[Dataset entries]
###

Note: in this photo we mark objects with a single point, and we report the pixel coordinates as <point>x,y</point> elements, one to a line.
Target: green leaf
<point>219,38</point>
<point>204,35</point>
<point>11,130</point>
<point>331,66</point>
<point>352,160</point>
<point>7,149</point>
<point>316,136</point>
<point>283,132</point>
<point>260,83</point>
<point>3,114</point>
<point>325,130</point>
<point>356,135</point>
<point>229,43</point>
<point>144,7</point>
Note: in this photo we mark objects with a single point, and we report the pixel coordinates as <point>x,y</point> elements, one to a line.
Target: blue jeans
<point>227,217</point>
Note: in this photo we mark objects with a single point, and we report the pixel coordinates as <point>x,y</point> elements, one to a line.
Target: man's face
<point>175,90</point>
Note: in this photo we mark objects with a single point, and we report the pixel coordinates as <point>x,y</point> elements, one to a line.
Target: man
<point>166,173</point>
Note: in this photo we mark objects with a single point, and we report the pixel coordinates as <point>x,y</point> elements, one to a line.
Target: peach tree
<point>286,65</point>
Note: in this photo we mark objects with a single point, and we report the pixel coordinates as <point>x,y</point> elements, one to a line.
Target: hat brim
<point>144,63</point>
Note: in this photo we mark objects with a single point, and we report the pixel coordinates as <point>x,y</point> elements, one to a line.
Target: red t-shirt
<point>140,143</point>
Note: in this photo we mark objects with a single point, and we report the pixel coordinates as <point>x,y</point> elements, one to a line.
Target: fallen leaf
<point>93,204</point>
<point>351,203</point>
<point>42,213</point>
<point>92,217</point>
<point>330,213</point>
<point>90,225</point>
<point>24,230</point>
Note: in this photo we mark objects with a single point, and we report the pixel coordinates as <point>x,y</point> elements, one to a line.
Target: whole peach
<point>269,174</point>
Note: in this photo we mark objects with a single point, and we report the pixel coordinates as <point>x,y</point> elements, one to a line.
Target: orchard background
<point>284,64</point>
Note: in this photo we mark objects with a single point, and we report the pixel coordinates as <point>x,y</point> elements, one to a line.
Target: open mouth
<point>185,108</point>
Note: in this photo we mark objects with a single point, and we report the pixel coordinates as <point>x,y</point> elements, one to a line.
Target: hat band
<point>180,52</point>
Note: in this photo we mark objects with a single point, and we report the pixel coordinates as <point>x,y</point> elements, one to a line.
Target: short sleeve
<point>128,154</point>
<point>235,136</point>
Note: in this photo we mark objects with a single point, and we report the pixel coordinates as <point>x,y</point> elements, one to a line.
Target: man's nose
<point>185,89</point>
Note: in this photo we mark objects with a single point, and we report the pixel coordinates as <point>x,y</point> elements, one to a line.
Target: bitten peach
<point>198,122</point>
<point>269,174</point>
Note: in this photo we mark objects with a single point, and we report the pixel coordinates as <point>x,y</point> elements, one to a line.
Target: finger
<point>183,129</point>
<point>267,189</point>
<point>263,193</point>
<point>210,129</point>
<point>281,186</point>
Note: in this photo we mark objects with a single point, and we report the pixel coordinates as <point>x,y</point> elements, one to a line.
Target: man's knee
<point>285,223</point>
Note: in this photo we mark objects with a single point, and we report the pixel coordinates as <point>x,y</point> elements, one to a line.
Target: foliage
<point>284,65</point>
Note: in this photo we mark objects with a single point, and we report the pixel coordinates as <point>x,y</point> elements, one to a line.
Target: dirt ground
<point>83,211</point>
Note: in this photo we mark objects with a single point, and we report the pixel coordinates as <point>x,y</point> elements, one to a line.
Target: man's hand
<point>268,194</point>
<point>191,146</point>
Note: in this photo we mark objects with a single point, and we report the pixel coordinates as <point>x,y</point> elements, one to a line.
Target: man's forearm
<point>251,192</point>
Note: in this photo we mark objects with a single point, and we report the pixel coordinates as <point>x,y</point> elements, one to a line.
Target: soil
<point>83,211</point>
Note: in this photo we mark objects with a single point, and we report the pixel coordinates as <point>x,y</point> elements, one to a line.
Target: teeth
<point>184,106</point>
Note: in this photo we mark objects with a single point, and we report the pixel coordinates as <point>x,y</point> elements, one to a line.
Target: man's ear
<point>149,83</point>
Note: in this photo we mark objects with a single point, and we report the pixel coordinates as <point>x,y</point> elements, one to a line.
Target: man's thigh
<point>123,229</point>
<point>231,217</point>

###

* Work required
List every line in the dataset entries above that contains the word "leaf".

* In response
Target: green leaf
Target: fallen leaf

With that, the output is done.